**EXERCISE INPUT**
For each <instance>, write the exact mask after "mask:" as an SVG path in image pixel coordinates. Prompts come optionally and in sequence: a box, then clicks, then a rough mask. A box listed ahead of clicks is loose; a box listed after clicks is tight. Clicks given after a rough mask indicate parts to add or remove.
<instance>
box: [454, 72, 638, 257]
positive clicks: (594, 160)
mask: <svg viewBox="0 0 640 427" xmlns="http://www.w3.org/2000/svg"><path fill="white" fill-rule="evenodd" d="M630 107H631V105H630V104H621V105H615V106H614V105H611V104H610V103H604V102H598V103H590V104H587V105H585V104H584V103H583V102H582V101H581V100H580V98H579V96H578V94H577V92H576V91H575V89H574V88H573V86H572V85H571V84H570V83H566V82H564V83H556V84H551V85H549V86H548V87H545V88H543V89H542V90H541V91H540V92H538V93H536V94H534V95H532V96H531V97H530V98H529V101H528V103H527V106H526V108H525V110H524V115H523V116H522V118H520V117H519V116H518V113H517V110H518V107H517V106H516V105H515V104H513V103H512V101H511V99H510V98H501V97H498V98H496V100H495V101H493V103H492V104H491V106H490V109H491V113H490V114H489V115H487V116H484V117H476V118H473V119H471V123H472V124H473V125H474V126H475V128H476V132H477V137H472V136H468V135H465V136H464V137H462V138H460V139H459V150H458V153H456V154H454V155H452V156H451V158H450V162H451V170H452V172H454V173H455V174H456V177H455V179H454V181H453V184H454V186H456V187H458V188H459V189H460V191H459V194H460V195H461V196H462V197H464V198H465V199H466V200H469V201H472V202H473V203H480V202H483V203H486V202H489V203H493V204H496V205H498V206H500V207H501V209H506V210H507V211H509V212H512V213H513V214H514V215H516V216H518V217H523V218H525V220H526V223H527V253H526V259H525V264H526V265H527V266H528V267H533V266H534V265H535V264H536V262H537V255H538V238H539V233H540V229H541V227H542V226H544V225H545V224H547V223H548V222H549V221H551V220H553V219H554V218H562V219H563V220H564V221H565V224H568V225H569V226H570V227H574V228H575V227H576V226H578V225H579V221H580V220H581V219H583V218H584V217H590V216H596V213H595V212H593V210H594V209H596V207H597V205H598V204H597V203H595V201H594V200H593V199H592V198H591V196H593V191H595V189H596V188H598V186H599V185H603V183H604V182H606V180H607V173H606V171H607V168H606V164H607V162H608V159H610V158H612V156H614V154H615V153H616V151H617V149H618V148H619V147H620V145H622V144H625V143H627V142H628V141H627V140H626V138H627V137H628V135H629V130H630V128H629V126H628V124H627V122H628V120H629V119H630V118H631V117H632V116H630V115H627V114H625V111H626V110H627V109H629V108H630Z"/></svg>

**WORK ITEM**
The data above must be repeated in its entirety, exactly as given.

**RESPONSE BELOW**
For each <instance>, write the exact mask after "mask:" as an SVG path in image pixel coordinates. Prompts come optionally and in sequence: a box, then clicks, then a rough mask. A box listed ahead of clicks is loose; a box listed after clicks is tight. Clicks given after a rough mask indicate parts to add or remove.
<instance>
box: [454, 72, 638, 257]
positive clicks: (594, 160)
mask: <svg viewBox="0 0 640 427" xmlns="http://www.w3.org/2000/svg"><path fill="white" fill-rule="evenodd" d="M630 107H631V105H630V104H621V105H615V106H614V105H611V104H610V103H604V102H598V103H590V104H587V105H585V104H584V103H583V102H582V101H581V100H580V98H579V96H578V94H577V92H576V91H575V89H574V88H573V86H572V85H571V84H570V83H566V82H564V83H556V84H551V85H549V86H548V87H545V88H543V89H542V90H541V91H540V92H538V93H536V94H534V95H532V96H531V97H530V98H529V101H528V103H527V106H526V108H525V110H524V115H523V116H522V118H520V117H519V116H518V113H517V110H518V107H517V106H516V105H515V104H513V103H512V101H511V99H510V98H501V97H498V98H496V100H495V101H493V103H492V104H491V106H490V109H491V113H490V114H489V115H487V116H484V117H476V118H473V119H471V123H472V124H473V125H474V126H475V128H476V132H477V137H472V136H468V135H465V136H464V137H462V138H460V139H459V150H458V153H456V154H454V155H452V156H451V158H450V162H451V170H452V172H454V173H455V174H456V177H455V179H454V181H453V184H454V186H456V187H458V188H459V189H460V191H459V194H460V195H461V196H462V197H464V198H465V199H466V200H469V201H472V202H473V203H480V202H483V203H486V202H489V203H493V204H496V205H498V206H500V207H501V209H506V210H507V211H509V212H512V213H513V214H514V215H516V216H518V217H523V218H525V220H526V223H527V253H526V259H525V264H526V265H527V266H528V267H533V266H534V265H535V264H536V262H537V255H538V238H539V233H540V229H541V227H542V226H544V225H545V224H547V223H548V222H549V221H551V220H553V219H554V218H562V219H563V220H564V221H565V224H568V225H569V226H570V227H574V228H575V227H576V226H578V225H579V221H580V220H581V219H583V218H584V217H590V216H596V213H595V212H593V210H594V209H596V207H597V205H598V204H597V203H595V201H594V200H593V199H592V198H591V196H593V191H595V189H596V188H598V186H599V185H603V183H604V182H606V180H607V173H606V171H607V168H606V164H607V162H608V159H610V158H612V156H614V154H615V153H616V151H617V149H618V148H619V147H620V145H622V144H625V143H627V142H628V141H627V140H626V138H627V137H628V135H629V130H630V128H629V126H628V124H627V122H628V120H629V119H630V118H631V117H632V116H630V115H627V114H625V111H626V110H627V109H629V108H630Z"/></svg>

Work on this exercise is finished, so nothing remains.